BEGIN Record excerpts
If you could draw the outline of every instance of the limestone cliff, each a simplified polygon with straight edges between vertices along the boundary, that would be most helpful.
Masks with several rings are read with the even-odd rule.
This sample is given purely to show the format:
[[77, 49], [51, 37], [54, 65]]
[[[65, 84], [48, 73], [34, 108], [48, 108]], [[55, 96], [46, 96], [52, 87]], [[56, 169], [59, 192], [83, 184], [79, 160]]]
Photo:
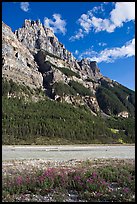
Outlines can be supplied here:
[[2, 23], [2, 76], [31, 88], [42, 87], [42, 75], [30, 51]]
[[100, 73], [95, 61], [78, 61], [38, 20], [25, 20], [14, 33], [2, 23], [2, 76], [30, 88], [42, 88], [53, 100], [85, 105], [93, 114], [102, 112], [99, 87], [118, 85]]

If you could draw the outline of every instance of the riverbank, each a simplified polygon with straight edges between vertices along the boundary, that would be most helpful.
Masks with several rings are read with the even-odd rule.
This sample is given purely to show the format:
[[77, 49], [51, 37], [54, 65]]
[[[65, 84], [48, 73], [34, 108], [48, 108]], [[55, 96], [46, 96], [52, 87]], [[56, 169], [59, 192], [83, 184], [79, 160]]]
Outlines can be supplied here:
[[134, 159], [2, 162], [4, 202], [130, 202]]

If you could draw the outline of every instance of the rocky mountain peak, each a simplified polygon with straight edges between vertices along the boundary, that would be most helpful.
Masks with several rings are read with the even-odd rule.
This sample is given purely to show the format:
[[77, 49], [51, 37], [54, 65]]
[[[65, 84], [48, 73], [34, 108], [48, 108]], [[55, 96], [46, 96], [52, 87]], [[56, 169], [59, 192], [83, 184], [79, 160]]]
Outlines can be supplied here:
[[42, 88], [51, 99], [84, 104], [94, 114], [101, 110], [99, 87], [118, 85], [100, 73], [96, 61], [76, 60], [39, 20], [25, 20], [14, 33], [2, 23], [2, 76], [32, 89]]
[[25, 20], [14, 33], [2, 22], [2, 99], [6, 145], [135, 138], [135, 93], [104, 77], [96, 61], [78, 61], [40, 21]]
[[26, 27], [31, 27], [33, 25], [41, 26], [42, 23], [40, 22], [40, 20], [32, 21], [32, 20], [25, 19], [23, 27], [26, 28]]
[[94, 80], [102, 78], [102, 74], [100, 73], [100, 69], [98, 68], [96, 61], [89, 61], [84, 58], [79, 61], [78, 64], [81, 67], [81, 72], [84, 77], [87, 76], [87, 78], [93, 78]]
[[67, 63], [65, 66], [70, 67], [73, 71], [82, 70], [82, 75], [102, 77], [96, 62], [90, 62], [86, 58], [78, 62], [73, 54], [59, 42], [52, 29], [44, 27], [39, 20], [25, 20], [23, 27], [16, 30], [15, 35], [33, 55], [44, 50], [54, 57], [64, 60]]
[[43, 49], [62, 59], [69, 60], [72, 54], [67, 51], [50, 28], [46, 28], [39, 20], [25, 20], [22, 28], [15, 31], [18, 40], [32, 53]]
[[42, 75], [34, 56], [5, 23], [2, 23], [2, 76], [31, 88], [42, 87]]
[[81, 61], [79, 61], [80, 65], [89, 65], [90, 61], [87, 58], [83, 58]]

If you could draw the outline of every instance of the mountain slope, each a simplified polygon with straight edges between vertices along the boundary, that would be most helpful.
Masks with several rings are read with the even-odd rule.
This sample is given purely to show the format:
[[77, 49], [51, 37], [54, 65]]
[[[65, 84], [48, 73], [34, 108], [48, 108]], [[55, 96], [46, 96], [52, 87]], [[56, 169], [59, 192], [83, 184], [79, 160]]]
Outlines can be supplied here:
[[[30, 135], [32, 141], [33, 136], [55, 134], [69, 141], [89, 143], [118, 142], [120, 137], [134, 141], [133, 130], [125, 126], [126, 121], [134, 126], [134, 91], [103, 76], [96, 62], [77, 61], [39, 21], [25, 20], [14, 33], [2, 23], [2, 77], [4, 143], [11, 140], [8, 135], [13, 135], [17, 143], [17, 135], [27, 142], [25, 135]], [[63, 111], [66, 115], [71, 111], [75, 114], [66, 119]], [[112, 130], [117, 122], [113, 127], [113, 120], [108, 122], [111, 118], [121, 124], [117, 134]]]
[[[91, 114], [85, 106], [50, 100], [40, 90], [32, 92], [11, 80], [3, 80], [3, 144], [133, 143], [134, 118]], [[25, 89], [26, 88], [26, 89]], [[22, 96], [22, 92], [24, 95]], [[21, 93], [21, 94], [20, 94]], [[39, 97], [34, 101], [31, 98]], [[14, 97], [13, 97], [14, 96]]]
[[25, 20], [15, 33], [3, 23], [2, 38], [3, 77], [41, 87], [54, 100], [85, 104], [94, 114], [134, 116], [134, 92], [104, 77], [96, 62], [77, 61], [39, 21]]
END Record excerpts
Problem requirements » Give the records back exactly. Leave the pictures out.

Answer for this exercise »
If you could draw the outline of every instance of the limestone cliff, each a simplified polygon with straight edges between vertices along the boundary, that would be most helpful.
Masks with several rings are read with the even-odd rule.
This sample is given purely to show the format:
[[77, 49], [51, 37], [54, 65]]
[[[65, 84], [48, 73], [34, 108], [48, 108]], [[55, 96], [46, 96], [52, 87]], [[56, 169], [59, 192], [83, 184], [79, 160]]]
Photo:
Outlines can be supplied here:
[[2, 23], [2, 76], [31, 88], [42, 87], [42, 75], [30, 51]]
[[100, 73], [95, 61], [78, 61], [38, 20], [25, 20], [14, 33], [2, 23], [2, 76], [30, 88], [42, 88], [53, 100], [85, 105], [93, 114], [102, 112], [99, 87], [118, 85]]

If you could draw the outline of every instance of the riverbank, each a simplified polygon with straight edges between vertices along the boundary, that would be most helpful.
Masks with several rings are read with the even-odd rule.
This sample is given purely to show the format:
[[77, 49], [51, 37], [54, 65]]
[[[65, 84], [48, 73], [34, 108], [48, 108]], [[55, 96], [46, 96], [52, 87]], [[56, 169], [59, 192], [83, 184], [79, 160]]]
Outlines can be supplied here:
[[134, 159], [2, 162], [4, 202], [130, 202]]

If you could draw the outline of every instance of the rocky mountain peak, each a simplified polygon with straight edges between vertices along the boundary, that would be most helpful.
Masks with several rings are read with the even-odd rule.
This sample is given purely to show the format:
[[77, 49], [51, 37], [54, 65]]
[[[65, 84], [48, 73], [34, 108], [48, 108]], [[55, 96], [46, 96], [52, 87]], [[56, 169], [59, 192], [83, 184], [79, 160]]]
Outlines can be supplied here:
[[42, 88], [51, 99], [84, 104], [94, 114], [101, 110], [99, 87], [118, 85], [100, 73], [96, 61], [76, 60], [39, 20], [25, 20], [14, 33], [2, 23], [2, 76], [32, 89]]
[[25, 20], [14, 33], [2, 22], [2, 99], [6, 145], [135, 138], [135, 93], [104, 77], [96, 61], [78, 61], [40, 21]]
[[26, 27], [31, 27], [33, 25], [41, 26], [42, 23], [40, 22], [40, 20], [32, 21], [32, 20], [25, 19], [23, 27], [26, 28]]
[[94, 80], [102, 78], [102, 74], [100, 73], [100, 69], [98, 68], [96, 61], [89, 61], [84, 58], [79, 61], [78, 64], [81, 67], [81, 72], [84, 77], [87, 76], [87, 78], [93, 78]]
[[67, 63], [65, 66], [70, 67], [73, 71], [82, 70], [82, 75], [102, 77], [96, 62], [90, 62], [86, 58], [78, 62], [73, 54], [59, 42], [52, 29], [44, 27], [39, 20], [25, 20], [23, 27], [16, 30], [15, 35], [33, 55], [44, 50], [54, 57], [64, 60]]
[[43, 49], [62, 59], [69, 60], [72, 54], [67, 51], [50, 28], [46, 28], [39, 20], [25, 20], [22, 28], [15, 31], [18, 40], [32, 53]]
[[42, 75], [34, 56], [5, 23], [2, 23], [2, 76], [31, 88], [42, 87]]
[[81, 61], [79, 61], [80, 65], [89, 65], [90, 61], [87, 58], [83, 58]]

If you could draw the outline of every instance of the mountain slope, each a simplified polygon with straight edges between vertices along the boundary, that would be most helpful.
Masks with several rings are read with the even-odd rule.
This sample is given purely to show the format:
[[77, 49], [51, 37], [54, 65]]
[[[65, 84], [48, 73], [34, 108], [48, 108]], [[55, 96], [46, 96], [52, 87]], [[56, 169], [59, 192], [83, 184], [79, 160]]]
Outlines can be supplied here:
[[[30, 135], [32, 141], [33, 136], [55, 134], [69, 141], [89, 143], [118, 142], [120, 137], [134, 141], [133, 130], [125, 126], [126, 121], [134, 126], [134, 91], [103, 76], [96, 62], [77, 61], [39, 21], [25, 20], [14, 33], [2, 23], [2, 77], [4, 143], [11, 140], [8, 135], [13, 135], [17, 143], [17, 135], [27, 142], [25, 135]], [[63, 111], [66, 115], [71, 111], [75, 114], [66, 119]], [[112, 130], [117, 122], [113, 127], [113, 120], [108, 122], [111, 118], [121, 124], [117, 134]]]
[[[91, 114], [85, 106], [50, 100], [40, 90], [32, 92], [11, 80], [3, 80], [3, 144], [133, 143], [134, 118]], [[25, 89], [26, 88], [26, 89]], [[22, 96], [22, 92], [24, 95]], [[21, 93], [21, 94], [20, 94]], [[39, 97], [34, 101], [31, 98]], [[14, 97], [13, 97], [14, 96]]]
[[25, 20], [15, 33], [3, 23], [2, 38], [3, 77], [41, 87], [54, 100], [85, 104], [94, 114], [134, 116], [134, 92], [104, 77], [96, 62], [77, 61], [39, 21]]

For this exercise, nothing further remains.